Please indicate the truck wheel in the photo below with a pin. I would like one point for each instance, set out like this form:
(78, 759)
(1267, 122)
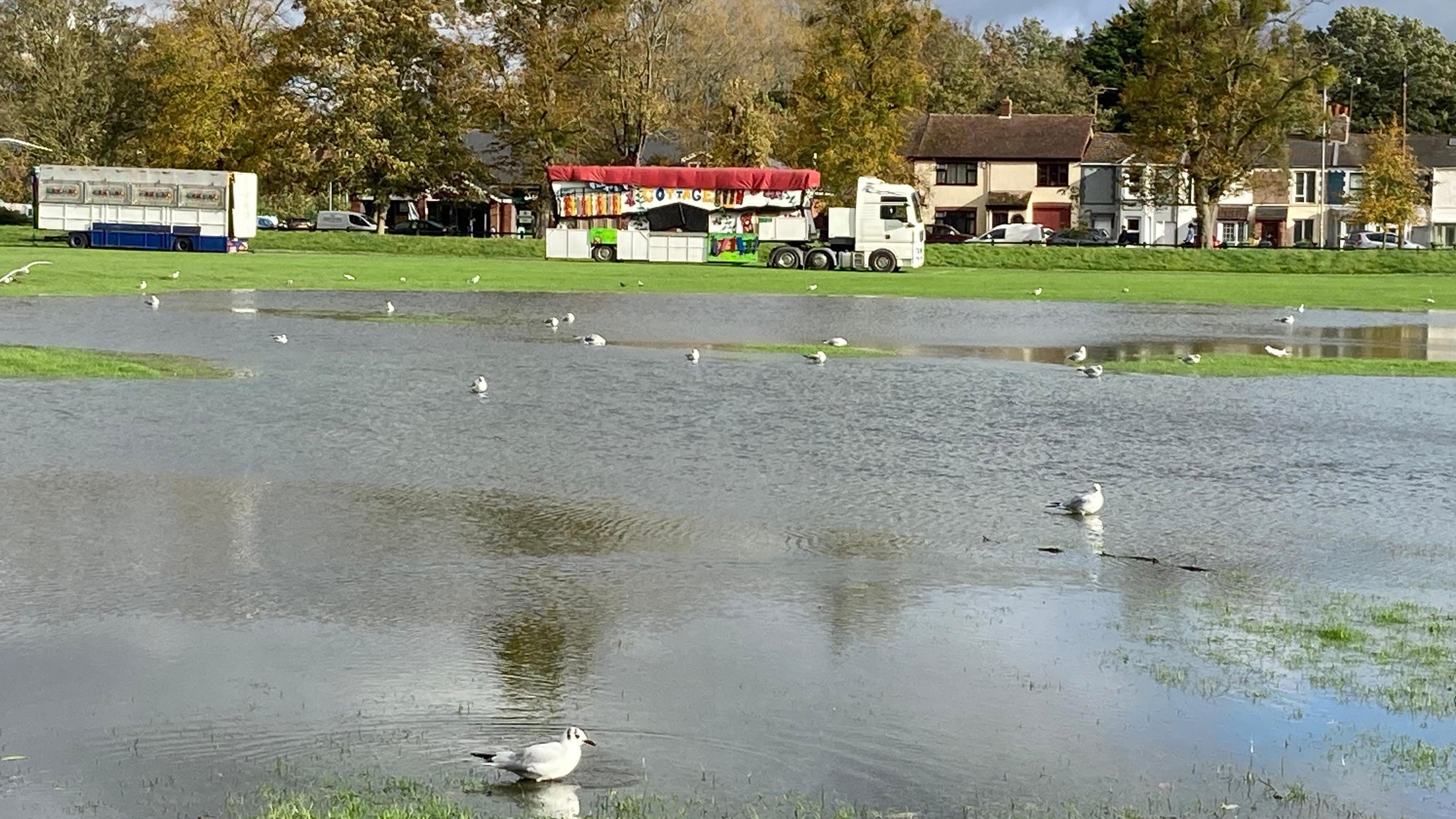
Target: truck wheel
(785, 257)
(883, 261)
(819, 258)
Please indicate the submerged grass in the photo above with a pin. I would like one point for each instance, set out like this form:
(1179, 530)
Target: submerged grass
(24, 362)
(1265, 366)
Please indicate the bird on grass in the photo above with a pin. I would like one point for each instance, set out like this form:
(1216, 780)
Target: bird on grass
(544, 761)
(1085, 503)
(21, 270)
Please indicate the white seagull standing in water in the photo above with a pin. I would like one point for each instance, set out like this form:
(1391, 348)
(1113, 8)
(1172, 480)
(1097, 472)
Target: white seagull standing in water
(27, 269)
(1085, 503)
(542, 763)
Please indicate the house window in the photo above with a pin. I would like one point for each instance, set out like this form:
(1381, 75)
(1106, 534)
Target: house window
(1052, 174)
(1305, 189)
(956, 174)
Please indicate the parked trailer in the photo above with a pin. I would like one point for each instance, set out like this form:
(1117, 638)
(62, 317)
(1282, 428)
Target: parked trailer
(723, 215)
(155, 209)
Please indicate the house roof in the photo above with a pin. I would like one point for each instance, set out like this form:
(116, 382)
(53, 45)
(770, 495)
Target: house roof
(988, 136)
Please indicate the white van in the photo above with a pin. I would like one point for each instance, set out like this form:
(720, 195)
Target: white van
(341, 221)
(1015, 234)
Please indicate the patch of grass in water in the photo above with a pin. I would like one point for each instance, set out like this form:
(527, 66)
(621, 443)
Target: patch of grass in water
(804, 350)
(25, 362)
(1267, 366)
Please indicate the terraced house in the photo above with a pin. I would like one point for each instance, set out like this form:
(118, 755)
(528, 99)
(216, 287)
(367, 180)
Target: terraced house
(979, 171)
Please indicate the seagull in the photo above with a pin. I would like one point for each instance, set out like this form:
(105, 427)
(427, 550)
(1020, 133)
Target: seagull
(1085, 503)
(27, 269)
(542, 763)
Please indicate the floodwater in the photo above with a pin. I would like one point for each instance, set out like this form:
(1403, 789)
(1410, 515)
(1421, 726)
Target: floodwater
(749, 576)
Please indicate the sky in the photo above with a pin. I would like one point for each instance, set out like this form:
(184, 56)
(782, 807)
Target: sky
(1064, 17)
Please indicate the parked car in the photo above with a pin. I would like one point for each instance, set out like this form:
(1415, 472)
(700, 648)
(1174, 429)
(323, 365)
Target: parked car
(946, 235)
(343, 221)
(1372, 239)
(1081, 237)
(1015, 235)
(423, 228)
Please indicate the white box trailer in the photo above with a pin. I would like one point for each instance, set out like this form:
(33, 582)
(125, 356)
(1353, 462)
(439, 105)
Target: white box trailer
(161, 209)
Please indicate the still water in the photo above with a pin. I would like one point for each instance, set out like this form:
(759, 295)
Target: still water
(747, 576)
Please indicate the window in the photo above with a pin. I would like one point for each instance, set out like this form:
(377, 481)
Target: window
(956, 174)
(1305, 189)
(1052, 174)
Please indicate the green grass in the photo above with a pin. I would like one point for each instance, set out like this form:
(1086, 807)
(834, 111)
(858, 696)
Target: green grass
(1398, 282)
(1257, 366)
(22, 362)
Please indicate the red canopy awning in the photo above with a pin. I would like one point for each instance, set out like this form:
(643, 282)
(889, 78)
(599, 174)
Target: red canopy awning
(705, 178)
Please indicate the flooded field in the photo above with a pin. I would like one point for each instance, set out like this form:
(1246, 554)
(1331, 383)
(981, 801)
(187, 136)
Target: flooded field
(746, 576)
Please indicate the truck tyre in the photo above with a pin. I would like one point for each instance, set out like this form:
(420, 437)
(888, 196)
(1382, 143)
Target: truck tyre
(787, 257)
(883, 261)
(819, 258)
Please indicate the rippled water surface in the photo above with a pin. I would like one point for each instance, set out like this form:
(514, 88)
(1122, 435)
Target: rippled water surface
(745, 576)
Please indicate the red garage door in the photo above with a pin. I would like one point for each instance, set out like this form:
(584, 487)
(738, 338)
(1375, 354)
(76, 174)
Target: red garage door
(1055, 218)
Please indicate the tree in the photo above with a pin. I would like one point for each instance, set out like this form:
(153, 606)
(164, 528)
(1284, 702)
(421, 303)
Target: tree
(861, 81)
(388, 94)
(1113, 55)
(1224, 83)
(1375, 52)
(1392, 181)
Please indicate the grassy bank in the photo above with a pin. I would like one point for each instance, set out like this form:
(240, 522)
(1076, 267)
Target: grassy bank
(1256, 366)
(19, 362)
(121, 272)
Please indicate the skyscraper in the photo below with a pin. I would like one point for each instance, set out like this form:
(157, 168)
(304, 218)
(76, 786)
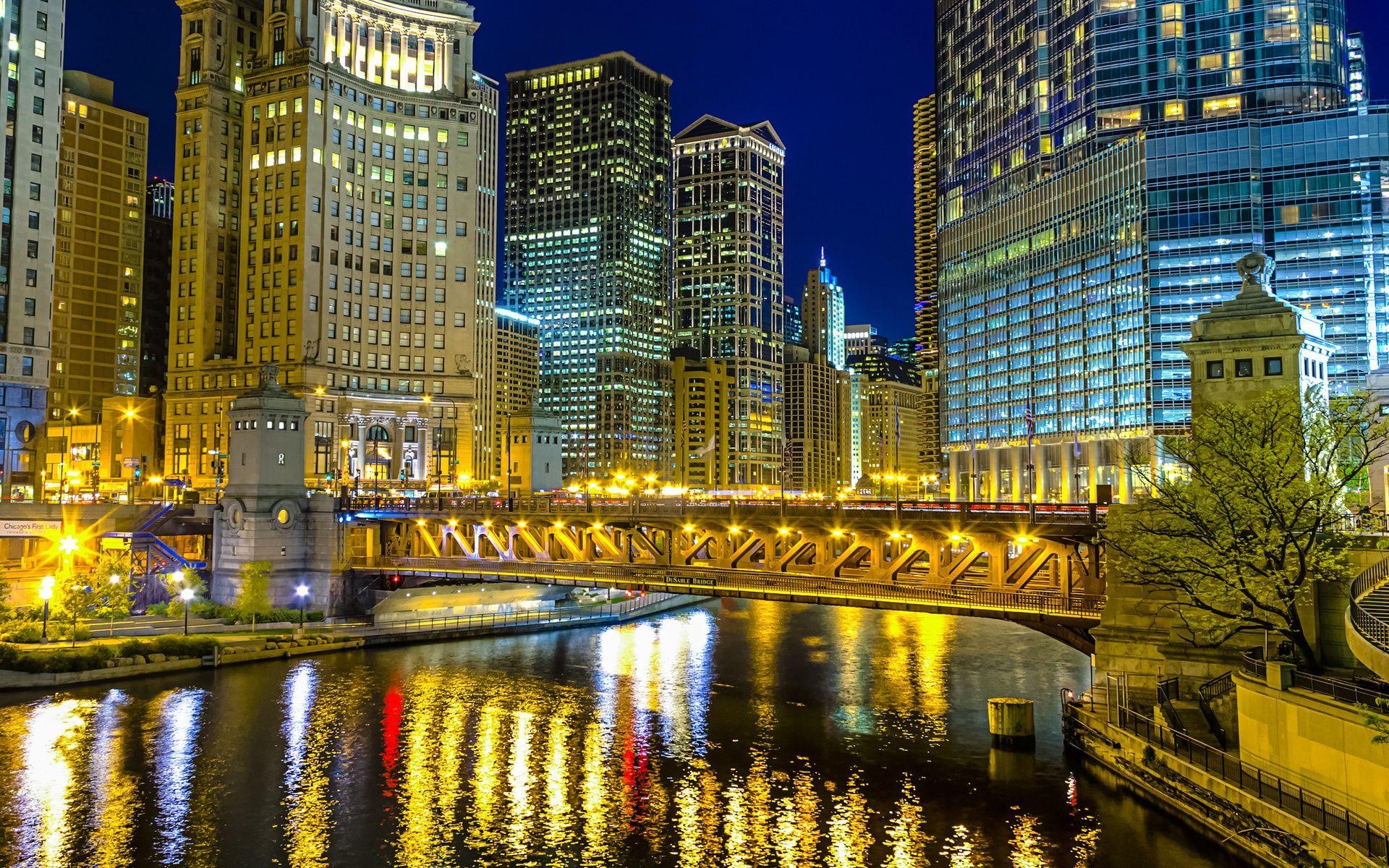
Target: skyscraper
(33, 30)
(1074, 253)
(823, 314)
(519, 374)
(338, 170)
(588, 214)
(1356, 72)
(729, 277)
(155, 295)
(99, 279)
(927, 242)
(818, 424)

☆ ☆ ☆ ☆ ☆

## TASK STATEMENT
Your task is to copy the entries in full and exactly, without any images.

## RESPONSE
Please indicate the truck wheel in the photo below with a pin. I would like one point for each instance, set out like this form:
(78, 759)
(1267, 122)
Target: truck wheel
(785, 257)
(883, 261)
(819, 258)
Please indicate the submerged grass in the photo above with a pin. I would like one point for each instance, set out like this form:
(1179, 530)
Target: submerged grass
(24, 362)
(1265, 366)
Please indicate the bird on grass in the photo above with a pin. I would like one point for each instance, set out like this form:
(1216, 780)
Target: bird on grass
(544, 761)
(1085, 503)
(21, 270)
Please indicate the white seagull standing in water in the photo above with a pin. I would like one point for each instance, set out like this form:
(1391, 348)
(1113, 8)
(1172, 480)
(1097, 472)
Target: white seagull standing in water
(27, 269)
(1085, 503)
(542, 763)
Please indicate the house window in the photo above with a pin. I would like one point for each instance, set out like this form:
(1381, 75)
(1106, 534)
Target: house window
(1052, 174)
(1305, 189)
(956, 174)
Please indicate the parked trailer in the photo above with a pin. I would like one point for each instance, set out like this form:
(1117, 638)
(62, 317)
(1282, 428)
Target: parked trailer
(723, 215)
(155, 209)
Please indicate the house roof in the photo above with a pin. I would like one point for each instance, set out like this form:
(116, 382)
(53, 45)
(770, 495)
Target: house roof
(988, 136)
Please indicate the white van in the photo above with a pin. I would like one point for each instance, set out like this form:
(720, 195)
Target: white van
(341, 221)
(1015, 234)
Please indicate the patch of grass in water in the photo above with a pin. I would like one point for each instance, set out like this form:
(527, 66)
(621, 443)
Target: patch of grass in water
(804, 350)
(25, 362)
(1267, 366)
Please indicate the terraced house in the photo above with a pin. I would like one point for each instance, set out like this form:
(118, 755)
(528, 99)
(216, 287)
(367, 180)
Target: terraced house
(979, 171)
Please indicate the seagull in the photo above with a pin. I would like one point for each instance, set out like this form:
(105, 427)
(427, 550)
(1020, 133)
Target: seagull
(1085, 503)
(27, 269)
(542, 763)
Please indicate the floodwater in the photo above with a pin. I would like one point for each instance, set out like this form:
(1403, 789)
(1410, 515)
(1421, 726)
Target: floodwater
(749, 576)
Please indicate the sky in the photo above with a pin. I would like one point for each instance, set out like this form:
(184, 56)
(782, 807)
Target: sky
(1064, 17)
Please indicate the parked car in the photo above with a pin. I would like one point for each instance, set out like this form:
(1415, 472)
(700, 648)
(1174, 429)
(323, 365)
Target: parked car
(946, 235)
(343, 221)
(1372, 239)
(1081, 237)
(1015, 235)
(423, 228)
Please indicate the white box trailer in the photo above with a pin. I would like one point for each instance, set out like this form:
(33, 582)
(125, 356)
(1353, 462)
(439, 105)
Target: white box trailer
(161, 209)
Please indicate the still water in the photo above with a pin. I would like one point for each instance, set out like this form:
(759, 295)
Target: still water
(747, 576)
Please indicate the window in the photo above with a pin. I would like one point for each instance, set out like this form:
(377, 481)
Target: window
(956, 174)
(1305, 189)
(1052, 174)
Please indicate the green grass in the photo above with a pin. I would like one point for each instance, set out like this form:
(1086, 807)
(834, 111)
(858, 696)
Target: green grass
(1398, 282)
(1257, 366)
(22, 362)
Please indicate the red canopy awning in the photo above with a pin. I would like one point for each instance, set out like this form:
(643, 282)
(889, 78)
(599, 174)
Target: red canopy awning
(705, 178)
Please indicate the flooded field in the photo above with a pin. I would like one point for each instance, set out like this form:
(1246, 554)
(1331, 383)
(981, 801)
(187, 136)
Target: flooded field
(746, 576)
Please indicate the truck tyre in the photo above with a pin. I would like one point for each instance, set out like this form:
(420, 437)
(888, 196)
(1382, 143)
Target: truck tyre
(787, 257)
(883, 261)
(819, 258)
Please indicate the rippled water surface in the photo above with a pin. I would like one point for each instance, set out like this form:
(514, 88)
(1122, 435)
Target: rippled water surface
(745, 576)
Please indicate the red garage door in the photo above with a pin. I would like one point for each instance, set out like this form:
(584, 487)
(738, 338)
(1375, 354)
(76, 174)
Target: red garage door
(1055, 218)
Please indicate the tree in the photo above with a pin. I would like one point for each instance, set out like this form:
(153, 606)
(164, 528)
(1284, 702)
(421, 303)
Target: tree
(861, 81)
(388, 94)
(1113, 55)
(1224, 83)
(1375, 52)
(1392, 181)
Please indicate the grassy bank in the photo above with a pin. I would like one point for each instance, set out like this form:
(240, 522)
(1076, 267)
Target: grassy bank
(1256, 366)
(19, 362)
(121, 272)
Please indicate the skyscraper in the photo below with a pin. I would like one point for each instance, set out like this form:
(157, 168)
(304, 218)
(76, 786)
Target: skyscraper
(33, 30)
(1074, 253)
(823, 314)
(519, 374)
(338, 170)
(588, 214)
(1356, 72)
(729, 277)
(155, 295)
(99, 279)
(927, 242)
(818, 424)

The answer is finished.